→ The request
Reproduce all of the entries below, switching "single marker" to "single dot" wherever it occurs and leaving everything else unchanged.

┌─ Entries provided

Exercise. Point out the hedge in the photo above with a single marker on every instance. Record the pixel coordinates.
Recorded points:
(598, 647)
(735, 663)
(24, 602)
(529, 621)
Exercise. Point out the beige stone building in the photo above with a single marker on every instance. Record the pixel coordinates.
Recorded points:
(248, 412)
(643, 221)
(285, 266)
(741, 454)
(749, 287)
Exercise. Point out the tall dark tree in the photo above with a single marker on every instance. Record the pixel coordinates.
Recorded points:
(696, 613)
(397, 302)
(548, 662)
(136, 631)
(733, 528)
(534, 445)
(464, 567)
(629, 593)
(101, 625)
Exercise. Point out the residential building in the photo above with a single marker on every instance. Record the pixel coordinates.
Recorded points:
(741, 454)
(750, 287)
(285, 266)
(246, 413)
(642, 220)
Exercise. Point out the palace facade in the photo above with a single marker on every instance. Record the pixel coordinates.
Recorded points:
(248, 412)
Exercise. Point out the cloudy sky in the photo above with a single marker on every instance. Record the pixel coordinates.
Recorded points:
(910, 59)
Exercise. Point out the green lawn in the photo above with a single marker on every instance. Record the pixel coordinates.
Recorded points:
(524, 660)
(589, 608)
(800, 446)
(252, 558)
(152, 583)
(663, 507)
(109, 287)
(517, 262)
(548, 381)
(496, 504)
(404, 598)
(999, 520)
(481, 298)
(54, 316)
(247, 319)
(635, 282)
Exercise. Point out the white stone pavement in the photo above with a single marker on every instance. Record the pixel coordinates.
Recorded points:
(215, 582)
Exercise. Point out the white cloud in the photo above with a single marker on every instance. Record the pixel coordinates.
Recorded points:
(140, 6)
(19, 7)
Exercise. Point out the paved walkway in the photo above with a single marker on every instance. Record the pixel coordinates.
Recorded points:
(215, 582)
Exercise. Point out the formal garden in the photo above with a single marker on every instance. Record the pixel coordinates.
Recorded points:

└─

→ Exercise response
Exercise. Point out the hedge in the photo above with a single dot on every instance. Record the pixel coordinates.
Recorded points:
(598, 647)
(735, 663)
(24, 602)
(529, 621)
Exercise. Point out the beige stone building in the photo above with a single dot on every instance. Record the pixel coordinates.
Recorded points:
(248, 412)
(643, 221)
(285, 266)
(741, 454)
(749, 287)
Exercise. Point out the tall dark tree in the photo above with a single dot on every instance. Record the pixel coordinates.
Recorded points:
(696, 613)
(397, 302)
(548, 662)
(136, 631)
(733, 528)
(534, 445)
(464, 567)
(629, 593)
(101, 625)
Exercise. Point out the residential building in the photo above with a single dot on every instance. Record the pixel coordinates.
Recorded points:
(741, 454)
(750, 287)
(285, 266)
(246, 413)
(642, 220)
Exercise. Point out the palace facade in the photo above with a single dot on every instance. Record the pixel coordinates.
Recorded points:
(248, 412)
Exercise. Point out the cloudy sky in the photo above with a single dot on every instance. Record the pixel coordinates.
Recorded points:
(910, 59)
Exercise. Point out the green lawn in the photo above with a single dot on every instance. Record the pixel coordinates.
Recorded points:
(524, 660)
(589, 608)
(800, 446)
(252, 558)
(152, 583)
(663, 507)
(109, 287)
(517, 262)
(548, 381)
(496, 504)
(404, 598)
(999, 520)
(481, 298)
(54, 316)
(247, 319)
(635, 282)
Exercise. Point out the white stone pavement in the photo above with a single dot on every instance. Record the pixel coordinates.
Recorded points:
(215, 582)
Exercise. Point out the white cloud in the photo above with a single dot on every instance. Record the pixel coordinates.
Recorded points:
(140, 6)
(19, 7)
Exercise. Point out the paved walkway in the photo above with a single dot on every instance. Record the pixel coordinates.
Recorded points:
(215, 582)
Exercise. Point out the formal garden in the photo above with a single dot on every instance. Record the pixel coordinates.
Recorded points:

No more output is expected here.